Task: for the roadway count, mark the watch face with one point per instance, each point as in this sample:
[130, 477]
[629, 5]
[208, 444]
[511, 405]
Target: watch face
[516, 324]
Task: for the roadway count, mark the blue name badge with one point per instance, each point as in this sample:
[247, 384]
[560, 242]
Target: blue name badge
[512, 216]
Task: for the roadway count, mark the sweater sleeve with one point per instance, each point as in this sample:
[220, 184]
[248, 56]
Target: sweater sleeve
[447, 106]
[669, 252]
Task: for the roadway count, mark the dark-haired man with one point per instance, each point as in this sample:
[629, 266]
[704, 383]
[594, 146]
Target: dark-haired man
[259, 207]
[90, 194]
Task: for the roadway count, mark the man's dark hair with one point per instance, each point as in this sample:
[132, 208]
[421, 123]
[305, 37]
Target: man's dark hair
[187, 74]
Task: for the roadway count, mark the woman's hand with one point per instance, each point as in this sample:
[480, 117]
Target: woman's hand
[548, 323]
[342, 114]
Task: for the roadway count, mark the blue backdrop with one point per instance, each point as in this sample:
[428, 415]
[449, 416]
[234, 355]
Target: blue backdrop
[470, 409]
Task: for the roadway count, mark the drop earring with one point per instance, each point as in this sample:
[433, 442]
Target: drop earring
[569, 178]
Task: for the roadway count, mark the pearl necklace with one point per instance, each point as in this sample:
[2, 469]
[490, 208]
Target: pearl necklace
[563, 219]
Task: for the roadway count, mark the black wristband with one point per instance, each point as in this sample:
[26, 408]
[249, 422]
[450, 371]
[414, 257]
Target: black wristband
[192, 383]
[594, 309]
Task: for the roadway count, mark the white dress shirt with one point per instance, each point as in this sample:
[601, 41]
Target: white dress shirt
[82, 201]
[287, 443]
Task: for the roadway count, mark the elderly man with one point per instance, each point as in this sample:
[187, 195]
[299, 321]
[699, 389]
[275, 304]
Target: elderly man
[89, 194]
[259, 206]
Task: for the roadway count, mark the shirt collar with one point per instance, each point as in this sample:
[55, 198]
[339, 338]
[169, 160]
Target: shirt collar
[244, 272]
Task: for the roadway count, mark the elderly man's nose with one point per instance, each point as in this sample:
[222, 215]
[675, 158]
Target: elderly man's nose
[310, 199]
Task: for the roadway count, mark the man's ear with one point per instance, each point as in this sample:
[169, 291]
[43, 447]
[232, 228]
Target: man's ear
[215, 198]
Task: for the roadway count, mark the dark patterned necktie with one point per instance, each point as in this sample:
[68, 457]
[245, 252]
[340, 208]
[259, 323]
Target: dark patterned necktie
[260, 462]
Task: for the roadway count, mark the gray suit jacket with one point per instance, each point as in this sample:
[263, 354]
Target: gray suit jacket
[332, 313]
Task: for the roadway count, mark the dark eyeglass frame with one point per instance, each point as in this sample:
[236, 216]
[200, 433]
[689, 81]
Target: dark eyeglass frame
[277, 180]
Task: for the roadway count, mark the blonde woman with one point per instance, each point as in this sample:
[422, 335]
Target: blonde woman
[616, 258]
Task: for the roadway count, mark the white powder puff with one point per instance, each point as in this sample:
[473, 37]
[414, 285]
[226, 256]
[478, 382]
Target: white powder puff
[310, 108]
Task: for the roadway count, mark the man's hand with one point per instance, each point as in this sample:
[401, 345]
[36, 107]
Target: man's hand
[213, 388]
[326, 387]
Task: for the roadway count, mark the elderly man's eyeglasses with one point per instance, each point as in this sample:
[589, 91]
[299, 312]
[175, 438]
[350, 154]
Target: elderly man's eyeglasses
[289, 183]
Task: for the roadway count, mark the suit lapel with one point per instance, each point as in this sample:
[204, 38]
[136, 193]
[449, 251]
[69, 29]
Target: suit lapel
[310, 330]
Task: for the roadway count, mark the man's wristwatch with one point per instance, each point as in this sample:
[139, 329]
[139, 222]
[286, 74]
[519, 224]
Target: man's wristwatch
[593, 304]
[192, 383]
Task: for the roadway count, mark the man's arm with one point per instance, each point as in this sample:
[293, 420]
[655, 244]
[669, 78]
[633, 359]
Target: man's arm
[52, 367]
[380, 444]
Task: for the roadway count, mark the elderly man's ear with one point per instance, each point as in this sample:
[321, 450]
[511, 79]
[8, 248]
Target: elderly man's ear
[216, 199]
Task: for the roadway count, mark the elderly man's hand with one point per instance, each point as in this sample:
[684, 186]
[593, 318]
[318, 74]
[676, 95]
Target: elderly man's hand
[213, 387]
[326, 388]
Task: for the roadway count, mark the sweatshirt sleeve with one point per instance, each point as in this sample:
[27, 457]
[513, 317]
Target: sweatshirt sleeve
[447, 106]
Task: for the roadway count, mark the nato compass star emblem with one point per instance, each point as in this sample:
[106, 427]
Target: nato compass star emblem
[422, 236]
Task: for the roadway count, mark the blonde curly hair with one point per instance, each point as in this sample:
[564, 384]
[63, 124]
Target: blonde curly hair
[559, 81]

## TASK DIRECTIONS
Every entry shown above should be transcribed without alteration.

## RESULT OF THE EXERCISE
Task: for the roadway count, mark the watch face with one point per instance, each point as in this sample:
[130, 477]
[629, 5]
[208, 444]
[511, 405]
Target: watch face
[516, 324]
Task: for the roadway count, mark the blue name badge with one point per instance, each point as in this sample:
[247, 384]
[560, 242]
Target: blue name badge
[512, 216]
Task: for the roadway count, mark the sweater sleeve with one point per instance, each point as in this sample:
[220, 184]
[248, 56]
Target: sweater sleeve
[447, 106]
[669, 252]
Task: for the roadway count, mark the dark-haired man with one point per instance, each point as in this sample:
[629, 266]
[704, 383]
[594, 146]
Target: dark-haired man
[259, 207]
[90, 194]
Task: for the roadway count, mark the man's dark hair with one point per instance, each point as in this sample:
[132, 208]
[421, 123]
[305, 37]
Target: man's dark hair
[187, 74]
Task: for the roadway count, mark the woman's hand with one point per instance, each point as in this sample:
[480, 117]
Target: woman's hand
[548, 323]
[342, 114]
Task: for the roadway count, mark the blue backdrop with one point per instance, each point as in this sample:
[428, 415]
[449, 416]
[234, 355]
Target: blue backdrop
[470, 409]
Task: for the roadway count, mark the drop earring with one point per instance, each point as in this sample:
[433, 442]
Target: drop earring
[569, 178]
Task: for the roadway count, mark the pearl necklace with one point per instance, each point as in this sample:
[2, 469]
[490, 208]
Target: pearl necklace
[563, 219]
Task: for the roadway count, mark the black wristband with one point per instance, each point as in this sample:
[26, 408]
[249, 422]
[450, 371]
[414, 257]
Target: black wristband
[192, 383]
[594, 309]
Task: for the roadway count, mark the white dress shirt with one point per instance, each point as in this sample:
[601, 41]
Target: white dress shirt
[82, 201]
[287, 443]
Task: for the roadway count, mark the elderly man with one point per instance, each point as in this sample:
[187, 195]
[299, 321]
[699, 389]
[275, 304]
Target: elderly man
[89, 194]
[259, 206]
Task: for the roadway count, mark the shirt collar with one point per instance, each point as in this sample:
[55, 198]
[339, 338]
[169, 160]
Target: shirt collar
[244, 272]
Task: for the roadway count, mark the elderly man's nose with one point per instance, each point as in this sample:
[222, 215]
[675, 158]
Target: elderly man's nose
[310, 199]
Task: for the roadway count, mark the man's ear with one point per instance, each point as in this sample:
[169, 291]
[43, 447]
[232, 228]
Target: man's ear
[215, 198]
Task: for the roadway count, mark the dark patterned necktie with one point per instance, each point as in this sample:
[68, 457]
[245, 252]
[340, 208]
[259, 323]
Target: dark patterned necktie
[260, 462]
Task: for the roadway count, mark the gray suit jacket with one point per instance, each point as in this sample:
[263, 354]
Target: gray suit jacket
[332, 313]
Task: for the roadway count, mark the dark eyeglass frame with one point per instance, each point as in this sample:
[236, 216]
[200, 433]
[689, 81]
Target: dark eyeglass frame
[277, 180]
Task: for the roadway count, mark the blonde woman with one point per instance, each point as in this sample:
[422, 335]
Target: blonde woman
[616, 258]
Task: for the roadway count, mark the white powder puff with one point per instance, each point as in this sample:
[473, 37]
[414, 285]
[226, 256]
[478, 382]
Target: white powder puff
[310, 108]
Task: for the roadway count, mark the man's hand with one point per instance, each point as in this sample:
[401, 345]
[36, 107]
Target: man's hand
[213, 388]
[326, 387]
Task: for the roadway count, mark the elderly man's eyeglasses with one point per instance, each point as in this sample:
[589, 91]
[299, 312]
[175, 438]
[350, 154]
Target: elderly man's eyeglasses
[289, 183]
Task: for the roadway count, mark the suit lapel with one point per instance, each point as in this sample:
[204, 38]
[136, 193]
[449, 251]
[69, 29]
Target: suit lapel
[310, 330]
Task: for the roadway count, mark the man's wristwatch with one point per instance, each point as in this sample:
[139, 329]
[139, 222]
[286, 74]
[519, 224]
Target: man's wristwatch
[593, 304]
[192, 383]
Task: for the roadway count, mark the man's arm with one point per instance, each point as in this sample:
[293, 420]
[655, 244]
[669, 78]
[633, 359]
Target: man's arm
[52, 367]
[380, 444]
Task: for the roadway count, mark the elderly man's ear with one point per instance, each point as in this sample:
[321, 450]
[511, 79]
[8, 248]
Target: elderly man's ear
[216, 199]
Task: for the roadway count, mark the elderly man's hand with one point per instance, each point as in this sample:
[684, 186]
[593, 318]
[318, 74]
[676, 95]
Target: elderly man's hand
[213, 387]
[326, 388]
Task: for the roadway count, mark the sweatshirt sleeve with one point per instance, each point as in this sample:
[27, 457]
[513, 317]
Target: sweatshirt sleeve
[447, 106]
Task: for the roadway count, mark the nato compass star emblem with one point per instance, each point as in this sample:
[106, 427]
Target: nato compass star emblem
[422, 236]
Task: for the roadway count, mark the blonde curly hair with one point per instance, each point as in this sample:
[564, 384]
[63, 124]
Target: blonde curly hair
[559, 81]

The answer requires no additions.